§ RECORDS FOR THIS TASK
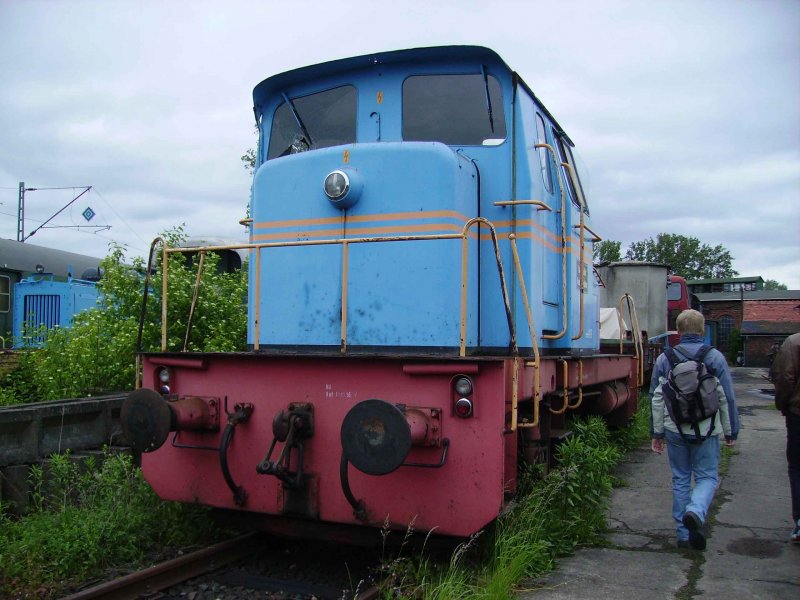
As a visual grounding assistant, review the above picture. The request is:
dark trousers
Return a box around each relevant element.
[786,413,800,525]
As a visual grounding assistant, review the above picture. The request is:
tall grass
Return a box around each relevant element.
[0,454,227,598]
[383,402,649,600]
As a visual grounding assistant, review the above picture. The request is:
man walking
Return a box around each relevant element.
[769,333,800,544]
[650,309,739,550]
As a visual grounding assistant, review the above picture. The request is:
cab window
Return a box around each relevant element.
[267,85,356,160]
[0,275,11,313]
[553,131,589,214]
[403,73,506,146]
[536,113,553,193]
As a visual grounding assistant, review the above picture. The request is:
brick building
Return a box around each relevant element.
[687,290,800,367]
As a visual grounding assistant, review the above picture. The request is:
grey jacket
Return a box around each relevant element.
[650,334,739,440]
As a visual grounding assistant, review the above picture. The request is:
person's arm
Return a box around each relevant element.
[770,338,798,414]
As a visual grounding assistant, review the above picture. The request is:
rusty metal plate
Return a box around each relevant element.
[120,389,172,452]
[341,400,411,475]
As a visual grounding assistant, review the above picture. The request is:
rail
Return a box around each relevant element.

§ THE REQUEST
Copy all of the material above word for word, leaving out the picture.

§ TASK RESULT
As a visual grounding assistant, review the above picture. The request is:
dark trousers
Return a box around each relevant element.
[786,413,800,525]
As a visual grounding assistant, review the above picture. The request is:
tall grass
Return a box around each relevant element.
[0,454,227,598]
[383,402,649,600]
As a visual grounding assistant, review the above picture. The request is:
man walking
Return a box around each relevant element.
[769,333,800,544]
[650,309,739,550]
As a visual grounding assistant, review the above picture. The request is:
cab window
Return a box around each relevant element.
[267,85,356,160]
[0,275,11,313]
[553,131,589,214]
[403,73,506,146]
[536,113,553,193]
As a visual grounding assistant, review the above picture. The request is:
brick building
Return a box around each relevant element.
[687,290,800,367]
As a visual grounding assistant, review the above picture. The request is:
grey jacket
Return a box around each relevant element.
[650,334,739,440]
As a visual grounding assistant, review the above picture. The request is:
person's arm
Return a box around each relevant element.
[770,338,798,414]
As a visual grounding assistant, review the above picture. The request is:
rusty metal plate
Return a box around each relevant element.
[120,389,172,452]
[341,400,411,475]
As a visual grounding assistant, review the above picture. The request is:
rail
Return a box around each relevant element.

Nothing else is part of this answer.